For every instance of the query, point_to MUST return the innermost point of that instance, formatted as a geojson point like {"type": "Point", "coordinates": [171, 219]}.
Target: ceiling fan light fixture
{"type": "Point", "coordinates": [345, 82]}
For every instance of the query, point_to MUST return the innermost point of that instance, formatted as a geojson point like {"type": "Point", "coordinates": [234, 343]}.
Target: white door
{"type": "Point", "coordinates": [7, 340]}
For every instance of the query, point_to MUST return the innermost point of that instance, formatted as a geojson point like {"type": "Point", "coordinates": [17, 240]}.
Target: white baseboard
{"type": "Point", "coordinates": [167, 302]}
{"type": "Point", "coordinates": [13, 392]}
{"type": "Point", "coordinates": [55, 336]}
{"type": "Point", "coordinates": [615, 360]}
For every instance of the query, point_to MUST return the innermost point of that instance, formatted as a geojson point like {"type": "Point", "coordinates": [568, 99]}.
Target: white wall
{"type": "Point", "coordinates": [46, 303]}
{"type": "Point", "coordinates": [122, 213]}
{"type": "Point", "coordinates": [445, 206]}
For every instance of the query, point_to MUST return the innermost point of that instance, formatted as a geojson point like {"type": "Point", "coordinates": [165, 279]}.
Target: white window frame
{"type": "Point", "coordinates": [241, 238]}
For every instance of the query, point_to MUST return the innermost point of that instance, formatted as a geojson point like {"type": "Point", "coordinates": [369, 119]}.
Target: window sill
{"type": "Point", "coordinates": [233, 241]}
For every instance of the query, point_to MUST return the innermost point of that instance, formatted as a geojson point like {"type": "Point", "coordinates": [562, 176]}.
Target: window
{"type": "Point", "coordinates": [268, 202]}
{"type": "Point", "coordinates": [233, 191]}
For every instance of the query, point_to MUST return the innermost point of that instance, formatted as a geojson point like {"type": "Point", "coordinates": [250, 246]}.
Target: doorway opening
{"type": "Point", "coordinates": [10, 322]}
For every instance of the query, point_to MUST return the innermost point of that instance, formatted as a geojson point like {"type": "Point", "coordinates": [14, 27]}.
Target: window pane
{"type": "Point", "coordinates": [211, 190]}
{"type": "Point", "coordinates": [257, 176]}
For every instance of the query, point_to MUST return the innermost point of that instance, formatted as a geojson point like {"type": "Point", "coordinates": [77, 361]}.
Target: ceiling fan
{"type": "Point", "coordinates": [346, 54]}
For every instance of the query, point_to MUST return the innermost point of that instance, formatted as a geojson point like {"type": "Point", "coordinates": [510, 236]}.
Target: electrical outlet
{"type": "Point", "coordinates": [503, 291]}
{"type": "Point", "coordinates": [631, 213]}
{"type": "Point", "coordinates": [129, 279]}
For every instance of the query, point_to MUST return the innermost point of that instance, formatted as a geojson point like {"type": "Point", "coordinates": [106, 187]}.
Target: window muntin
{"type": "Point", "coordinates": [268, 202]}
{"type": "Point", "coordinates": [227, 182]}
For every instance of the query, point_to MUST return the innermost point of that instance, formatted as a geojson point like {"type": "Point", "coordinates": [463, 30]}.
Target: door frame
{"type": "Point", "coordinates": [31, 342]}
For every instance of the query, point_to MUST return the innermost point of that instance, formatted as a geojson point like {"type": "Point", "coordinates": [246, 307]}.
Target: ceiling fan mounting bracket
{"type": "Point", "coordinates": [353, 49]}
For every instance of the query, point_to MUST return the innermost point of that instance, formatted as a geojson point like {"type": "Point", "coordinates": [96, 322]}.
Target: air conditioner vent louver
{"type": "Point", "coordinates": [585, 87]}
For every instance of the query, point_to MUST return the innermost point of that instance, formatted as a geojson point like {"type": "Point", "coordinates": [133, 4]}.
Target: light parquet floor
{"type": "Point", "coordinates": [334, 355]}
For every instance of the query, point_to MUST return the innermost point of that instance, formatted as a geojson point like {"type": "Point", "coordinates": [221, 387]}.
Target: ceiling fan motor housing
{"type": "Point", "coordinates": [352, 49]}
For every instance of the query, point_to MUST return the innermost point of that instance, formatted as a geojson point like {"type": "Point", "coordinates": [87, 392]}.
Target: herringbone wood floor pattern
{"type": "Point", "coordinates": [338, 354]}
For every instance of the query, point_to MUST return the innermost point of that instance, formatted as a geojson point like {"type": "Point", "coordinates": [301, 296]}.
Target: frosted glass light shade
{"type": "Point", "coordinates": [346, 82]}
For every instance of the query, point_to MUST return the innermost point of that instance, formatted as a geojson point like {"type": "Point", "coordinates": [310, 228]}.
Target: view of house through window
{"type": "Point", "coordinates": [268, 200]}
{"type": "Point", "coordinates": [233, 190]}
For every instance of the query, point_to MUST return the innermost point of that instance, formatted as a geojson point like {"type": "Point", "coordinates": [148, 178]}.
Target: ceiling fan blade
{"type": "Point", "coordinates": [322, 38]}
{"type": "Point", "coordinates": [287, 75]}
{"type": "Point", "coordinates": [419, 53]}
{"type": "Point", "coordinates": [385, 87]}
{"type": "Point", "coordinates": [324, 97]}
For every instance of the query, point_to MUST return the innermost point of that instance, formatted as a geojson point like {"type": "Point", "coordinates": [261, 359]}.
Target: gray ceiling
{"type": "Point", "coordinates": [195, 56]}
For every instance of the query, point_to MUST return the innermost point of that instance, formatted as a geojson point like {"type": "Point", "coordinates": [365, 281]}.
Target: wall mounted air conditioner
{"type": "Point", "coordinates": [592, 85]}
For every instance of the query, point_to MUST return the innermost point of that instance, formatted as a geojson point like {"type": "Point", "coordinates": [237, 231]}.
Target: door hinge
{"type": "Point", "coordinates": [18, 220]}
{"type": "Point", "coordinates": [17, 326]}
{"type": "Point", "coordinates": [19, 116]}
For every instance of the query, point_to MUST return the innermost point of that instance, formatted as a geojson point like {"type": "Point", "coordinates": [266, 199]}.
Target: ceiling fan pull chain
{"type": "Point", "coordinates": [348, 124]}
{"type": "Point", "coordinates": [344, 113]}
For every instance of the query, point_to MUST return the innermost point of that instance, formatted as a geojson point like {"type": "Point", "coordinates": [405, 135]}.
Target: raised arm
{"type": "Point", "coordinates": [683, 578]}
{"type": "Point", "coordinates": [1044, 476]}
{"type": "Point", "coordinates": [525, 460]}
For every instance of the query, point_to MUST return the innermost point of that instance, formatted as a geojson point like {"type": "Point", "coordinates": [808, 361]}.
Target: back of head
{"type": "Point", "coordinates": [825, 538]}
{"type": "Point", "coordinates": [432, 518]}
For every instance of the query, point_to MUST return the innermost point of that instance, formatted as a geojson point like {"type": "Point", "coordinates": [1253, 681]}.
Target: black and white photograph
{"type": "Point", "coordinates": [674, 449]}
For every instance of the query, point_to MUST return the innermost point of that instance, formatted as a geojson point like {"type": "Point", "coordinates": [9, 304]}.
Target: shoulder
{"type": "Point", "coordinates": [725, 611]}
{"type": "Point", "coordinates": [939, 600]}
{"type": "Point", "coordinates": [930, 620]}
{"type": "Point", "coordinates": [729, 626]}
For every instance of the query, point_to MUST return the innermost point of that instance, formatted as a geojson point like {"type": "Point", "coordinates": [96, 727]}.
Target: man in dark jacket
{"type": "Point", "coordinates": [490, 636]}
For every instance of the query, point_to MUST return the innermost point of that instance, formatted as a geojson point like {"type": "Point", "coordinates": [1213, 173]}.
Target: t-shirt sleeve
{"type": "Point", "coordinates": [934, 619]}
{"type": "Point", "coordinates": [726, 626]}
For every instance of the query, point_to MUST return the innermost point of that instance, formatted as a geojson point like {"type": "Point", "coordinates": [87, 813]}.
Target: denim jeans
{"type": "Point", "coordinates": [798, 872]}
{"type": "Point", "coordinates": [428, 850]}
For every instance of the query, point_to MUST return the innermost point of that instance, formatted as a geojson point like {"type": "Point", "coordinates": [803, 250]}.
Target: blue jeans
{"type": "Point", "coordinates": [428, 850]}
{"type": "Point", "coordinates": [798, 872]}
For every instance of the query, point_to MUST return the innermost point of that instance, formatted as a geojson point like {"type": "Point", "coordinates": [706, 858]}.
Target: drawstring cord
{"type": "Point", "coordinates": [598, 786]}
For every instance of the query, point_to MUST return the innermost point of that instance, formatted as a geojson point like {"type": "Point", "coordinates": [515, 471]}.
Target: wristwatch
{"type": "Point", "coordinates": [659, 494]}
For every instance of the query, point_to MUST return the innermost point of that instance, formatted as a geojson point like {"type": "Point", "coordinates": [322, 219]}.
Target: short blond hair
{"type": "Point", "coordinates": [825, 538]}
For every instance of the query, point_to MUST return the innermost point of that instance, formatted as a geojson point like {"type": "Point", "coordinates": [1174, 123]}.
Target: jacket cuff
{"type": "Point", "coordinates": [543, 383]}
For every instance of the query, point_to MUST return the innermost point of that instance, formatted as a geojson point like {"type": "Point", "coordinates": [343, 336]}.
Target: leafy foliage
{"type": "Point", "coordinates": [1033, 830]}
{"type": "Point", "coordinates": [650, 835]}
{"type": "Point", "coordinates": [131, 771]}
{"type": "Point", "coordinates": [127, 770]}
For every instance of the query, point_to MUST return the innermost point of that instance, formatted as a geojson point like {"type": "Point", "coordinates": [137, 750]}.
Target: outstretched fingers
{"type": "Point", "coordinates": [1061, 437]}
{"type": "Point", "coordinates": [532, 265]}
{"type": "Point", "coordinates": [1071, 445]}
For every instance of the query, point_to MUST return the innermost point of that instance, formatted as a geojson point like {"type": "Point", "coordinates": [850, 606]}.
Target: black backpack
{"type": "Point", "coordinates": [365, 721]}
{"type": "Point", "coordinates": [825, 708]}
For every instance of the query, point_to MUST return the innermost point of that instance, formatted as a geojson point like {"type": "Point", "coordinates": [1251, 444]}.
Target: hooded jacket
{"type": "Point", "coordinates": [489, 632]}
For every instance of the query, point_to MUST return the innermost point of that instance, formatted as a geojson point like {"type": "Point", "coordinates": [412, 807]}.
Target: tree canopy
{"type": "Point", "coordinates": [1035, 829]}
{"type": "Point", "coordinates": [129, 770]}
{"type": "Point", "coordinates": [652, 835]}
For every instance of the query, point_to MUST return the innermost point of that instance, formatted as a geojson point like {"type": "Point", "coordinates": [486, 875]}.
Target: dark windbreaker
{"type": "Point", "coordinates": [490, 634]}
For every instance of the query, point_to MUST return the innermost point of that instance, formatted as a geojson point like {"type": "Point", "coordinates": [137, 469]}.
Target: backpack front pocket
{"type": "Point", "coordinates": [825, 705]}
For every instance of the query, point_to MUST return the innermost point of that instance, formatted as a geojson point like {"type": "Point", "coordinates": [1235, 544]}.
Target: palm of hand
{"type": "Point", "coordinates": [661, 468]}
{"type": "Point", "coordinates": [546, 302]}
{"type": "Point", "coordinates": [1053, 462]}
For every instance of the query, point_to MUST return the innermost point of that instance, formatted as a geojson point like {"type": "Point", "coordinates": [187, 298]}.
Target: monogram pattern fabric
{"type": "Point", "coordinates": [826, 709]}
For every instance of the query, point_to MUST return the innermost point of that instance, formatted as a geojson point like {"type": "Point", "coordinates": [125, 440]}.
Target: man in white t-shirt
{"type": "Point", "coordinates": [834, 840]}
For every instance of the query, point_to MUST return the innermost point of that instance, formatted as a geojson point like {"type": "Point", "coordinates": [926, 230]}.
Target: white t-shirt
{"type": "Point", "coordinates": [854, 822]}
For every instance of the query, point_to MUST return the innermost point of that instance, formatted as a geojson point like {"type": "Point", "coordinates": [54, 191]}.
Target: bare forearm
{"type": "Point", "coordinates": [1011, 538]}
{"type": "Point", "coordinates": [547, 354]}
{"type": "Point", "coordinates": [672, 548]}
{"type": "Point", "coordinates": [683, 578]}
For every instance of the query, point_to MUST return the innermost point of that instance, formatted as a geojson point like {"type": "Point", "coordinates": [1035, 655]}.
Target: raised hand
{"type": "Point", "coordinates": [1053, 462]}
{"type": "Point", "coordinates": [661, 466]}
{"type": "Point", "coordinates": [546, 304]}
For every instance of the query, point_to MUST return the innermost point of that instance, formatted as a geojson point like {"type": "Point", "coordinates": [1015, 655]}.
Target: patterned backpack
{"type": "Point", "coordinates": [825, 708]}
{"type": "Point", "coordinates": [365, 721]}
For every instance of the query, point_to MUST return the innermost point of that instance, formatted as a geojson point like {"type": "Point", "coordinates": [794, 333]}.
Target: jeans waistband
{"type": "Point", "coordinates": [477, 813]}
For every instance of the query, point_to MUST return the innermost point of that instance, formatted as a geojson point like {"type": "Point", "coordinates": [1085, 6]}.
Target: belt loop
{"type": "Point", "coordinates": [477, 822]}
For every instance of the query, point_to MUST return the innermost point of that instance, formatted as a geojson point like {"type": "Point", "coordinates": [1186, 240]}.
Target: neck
▬▬▬▬▬▬▬▬▬▬
Collect every line in the rows above that contains the string "floor", copying each one in full. Case counts.

Target: light parquet floor
Target: herringbone wood floor pattern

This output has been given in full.